◆ TASK DESCRIPTION
Each line below containing the word "bird" needs to be shown.
DATA UNDER STUDY Start Marker
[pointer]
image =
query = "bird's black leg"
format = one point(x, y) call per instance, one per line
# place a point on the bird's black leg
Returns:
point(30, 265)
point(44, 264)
DATA UNDER STUDY End Marker
◆ YOUR SOLUTION
query = "bird's black leg"
# place a point on the bird's black leg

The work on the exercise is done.